[Task goal]
Return every line of the listing, exactly as it reads.
=== Section Start ===
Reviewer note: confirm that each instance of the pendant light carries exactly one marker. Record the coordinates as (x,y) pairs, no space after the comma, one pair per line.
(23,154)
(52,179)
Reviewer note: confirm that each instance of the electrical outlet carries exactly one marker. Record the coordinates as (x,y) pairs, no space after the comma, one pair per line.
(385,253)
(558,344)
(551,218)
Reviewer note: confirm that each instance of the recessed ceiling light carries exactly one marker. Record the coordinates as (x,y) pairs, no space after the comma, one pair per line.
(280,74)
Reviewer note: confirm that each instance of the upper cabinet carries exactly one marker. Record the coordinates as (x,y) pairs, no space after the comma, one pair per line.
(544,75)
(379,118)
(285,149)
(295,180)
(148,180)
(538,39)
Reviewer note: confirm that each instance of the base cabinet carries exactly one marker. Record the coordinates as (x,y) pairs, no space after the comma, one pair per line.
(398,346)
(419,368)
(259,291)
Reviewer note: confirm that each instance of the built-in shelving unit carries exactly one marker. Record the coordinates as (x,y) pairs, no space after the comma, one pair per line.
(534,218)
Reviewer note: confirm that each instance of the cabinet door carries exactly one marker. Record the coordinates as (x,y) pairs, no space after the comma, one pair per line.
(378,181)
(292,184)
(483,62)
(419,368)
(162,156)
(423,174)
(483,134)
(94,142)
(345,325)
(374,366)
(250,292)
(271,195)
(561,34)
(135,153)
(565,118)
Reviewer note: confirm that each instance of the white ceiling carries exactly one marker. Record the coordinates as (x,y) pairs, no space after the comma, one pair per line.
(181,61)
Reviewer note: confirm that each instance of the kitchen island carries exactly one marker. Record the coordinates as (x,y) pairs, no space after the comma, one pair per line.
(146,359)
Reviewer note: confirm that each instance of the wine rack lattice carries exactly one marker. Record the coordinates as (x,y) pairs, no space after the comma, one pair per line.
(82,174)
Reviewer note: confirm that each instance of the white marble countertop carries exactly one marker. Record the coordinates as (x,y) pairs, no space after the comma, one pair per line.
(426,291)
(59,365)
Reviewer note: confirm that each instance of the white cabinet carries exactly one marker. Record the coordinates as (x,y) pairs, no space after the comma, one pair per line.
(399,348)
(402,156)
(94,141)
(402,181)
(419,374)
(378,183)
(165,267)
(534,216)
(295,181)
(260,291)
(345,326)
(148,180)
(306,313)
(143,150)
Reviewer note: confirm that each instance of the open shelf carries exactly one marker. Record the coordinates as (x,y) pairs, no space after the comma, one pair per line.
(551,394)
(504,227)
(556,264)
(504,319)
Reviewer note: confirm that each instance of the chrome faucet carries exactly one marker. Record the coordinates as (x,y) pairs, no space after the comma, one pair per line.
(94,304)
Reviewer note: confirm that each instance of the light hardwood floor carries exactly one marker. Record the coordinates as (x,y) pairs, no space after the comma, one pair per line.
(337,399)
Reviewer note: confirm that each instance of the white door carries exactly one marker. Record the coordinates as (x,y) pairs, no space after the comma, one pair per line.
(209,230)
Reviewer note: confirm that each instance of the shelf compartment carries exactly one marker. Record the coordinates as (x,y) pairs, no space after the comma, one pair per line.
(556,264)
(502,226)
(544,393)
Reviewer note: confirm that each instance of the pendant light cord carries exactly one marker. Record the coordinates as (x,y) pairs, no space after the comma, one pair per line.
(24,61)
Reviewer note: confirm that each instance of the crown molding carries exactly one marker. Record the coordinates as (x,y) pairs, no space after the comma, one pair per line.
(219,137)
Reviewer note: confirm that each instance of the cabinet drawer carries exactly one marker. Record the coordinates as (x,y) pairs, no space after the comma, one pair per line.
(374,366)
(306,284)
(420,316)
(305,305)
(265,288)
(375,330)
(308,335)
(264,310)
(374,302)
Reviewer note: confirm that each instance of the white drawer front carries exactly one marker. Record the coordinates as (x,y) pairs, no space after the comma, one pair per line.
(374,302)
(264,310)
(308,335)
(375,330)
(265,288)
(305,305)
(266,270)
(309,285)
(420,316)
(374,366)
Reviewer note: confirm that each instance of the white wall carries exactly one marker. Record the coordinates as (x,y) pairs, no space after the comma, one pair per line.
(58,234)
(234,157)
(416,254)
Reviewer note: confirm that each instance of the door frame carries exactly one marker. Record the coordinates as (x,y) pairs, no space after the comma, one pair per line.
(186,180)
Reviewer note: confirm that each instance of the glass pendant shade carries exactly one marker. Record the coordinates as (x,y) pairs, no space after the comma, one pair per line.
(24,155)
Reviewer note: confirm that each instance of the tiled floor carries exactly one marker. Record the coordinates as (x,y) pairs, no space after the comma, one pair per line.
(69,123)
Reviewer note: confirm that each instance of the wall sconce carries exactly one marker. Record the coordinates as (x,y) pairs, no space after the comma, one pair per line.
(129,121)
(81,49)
=== Section End ===
[Problem solution]
Reviewer note: confirm that each instance of the pendant light carries exactly one marker. Record the coordinates as (x,y) pairs, no space after the comma, one pair per line.
(23,154)
(52,179)
Reviewer note: confirm that each instance of the electrical outlet carries exactly one marker. Record the coordinates as (x,y) pairs, no space after the comma, one pair per line.
(385,253)
(558,344)
(551,218)
Reviewer note: confirm that each instance of the recessed ceiling light carries exactly one marker. Record the coordinates as (x,y) pairs, no space after the comma, one pair per line.
(280,74)
Reviewer note: confirm that each instance of the upper cabinet carries exactly one marker. Record the coordinates as (x,y) pairs, no space after the comma, one pair per line.
(544,75)
(379,118)
(285,149)
(295,180)
(148,180)
(538,39)
Reviewer note: confirm that each instance of the base cabinet carries exactly one marker. Record the coordinates as (x,y) pairs, no space after the comma, one pair per line.
(398,346)
(419,368)
(259,291)
Reviewer note: confirm that each instance of the built-in shelving unit carries exactly one marker. Record the coordinates as (x,y) pairs, no space after the comma, one pair per line.
(534,218)
Reviewer note: confirm that each instance of the cabinet door carries exactly one marker. Record the coordinates as (x,y) pairs, no space after the comma, one pair per line.
(378,181)
(292,184)
(483,62)
(419,368)
(162,156)
(423,174)
(483,134)
(94,142)
(345,325)
(374,366)
(250,292)
(271,195)
(561,34)
(135,153)
(565,118)
Reviewer note: confirm that each instance of the white ceiling carries exactly one marker. Record the coordinates as (x,y) pairs, no space after the comma, one pair per line.
(181,61)
Reviewer note: confirm that each instance of the kitchen island carries exactly one marker. Record the coordinates as (x,y) pairs, no space after the comma, one pair per line.
(146,359)
Reviewer note: confirm that each instance of the wine rack lattice carries exactly one marker. Record the coordinates as (x,y) pairs, no space after the comma, one pair per line.
(82,174)
Reviewer note: confirm that each instance of the white marble countertop carries exactly one marker. Record the coordinates as (x,y) pairs, no space after the comma, one pair per line.
(426,291)
(59,365)
Reviewer note: confirm that each instance of the white cabinet carries exactly one marker. Record the coordinates as (x,y) pairs, no space after the comma, one pair per line.
(399,348)
(402,156)
(94,141)
(402,181)
(419,374)
(378,183)
(165,267)
(534,216)
(295,181)
(260,291)
(345,326)
(148,180)
(306,313)
(143,150)
Reviewer note: confirm that each instance of the open shelf carries exactly one marker. Record the coordinates as (x,y) pairs, no space after the comma, one pair per line.
(551,394)
(504,227)
(556,264)
(504,319)
Reviewer note: confirm that each instance of the chrome faucet carries exactly one marker. Record the coordinates as (x,y) pairs, no space after the comma, one pair per line.
(94,304)
Reviewer note: confirm that each instance of the light hardwood floor carries exactly one marker. Record the coordinates as (x,y) pairs, no space after the comma, one pair per line.
(337,399)
Reviewer note: confirm that each instance of the white door carries exactly one marker. Record the coordinates as (x,y) pairs, no space after the comma, one pair per line.
(209,230)
Reviewer note: confirm that each instance of the shelf compartment carries exactly one marker. Record the coordinates as (x,y) pairs, no space after the comma, one pair per line.
(556,264)
(502,226)
(544,393)
Reviewer note: confirm that each instance of the pendant light cord carries exactly one marker. Record the coordinates as (x,y) pairs, no space after the comma, one pair per line.
(24,61)
Reviewer note: confirm that each instance of the crown molding carries exactly one marker. Record the coordinates as (x,y) pairs, no space after the comma, one pair per line.
(219,137)
Reviewer note: confirm that each instance of the cabinet drawer carries exactly one marker. Record the coordinates as (x,y) pairs, no space after the comma, one pair per line.
(374,366)
(306,284)
(420,316)
(305,305)
(265,288)
(375,330)
(308,335)
(264,310)
(374,302)
Reviewer note: confirm that each instance of the white drawer front carries exactly one marker. Record the coordinates as (x,y) pairs, no space after the comma, one pair per line.
(374,302)
(264,310)
(308,335)
(375,330)
(265,288)
(305,305)
(266,270)
(309,285)
(420,316)
(374,366)
Reviewer note: confirm that each instance of the white wall carries exactly one marker. Record the coordinates as (x,y) pairs, no space after the comma, one pair per line.
(58,234)
(234,157)
(416,254)
Reviewer note: confirm that each instance of the door frame carries exactly one marker. Record the coordinates as (x,y) pairs, no space after the comma, one pair per line.
(186,180)
Reviewer note: confirm that each instance of the glass pendant shade carries exactly one marker. Record the coordinates as (x,y) pairs, no space after the comma, one pair per line.
(24,155)
Reviewer note: confirm that each instance of the tiled floor carries exactly one marker. Record the coordinates as (x,y) pairs, no space after the comma, one pair per line.
(69,123)
Reviewer note: confirm that each instance of the wall sconce carries exactly one marker. Record the coordinates as (x,y) pairs, no space after the comma, one pair per line.
(129,121)
(81,49)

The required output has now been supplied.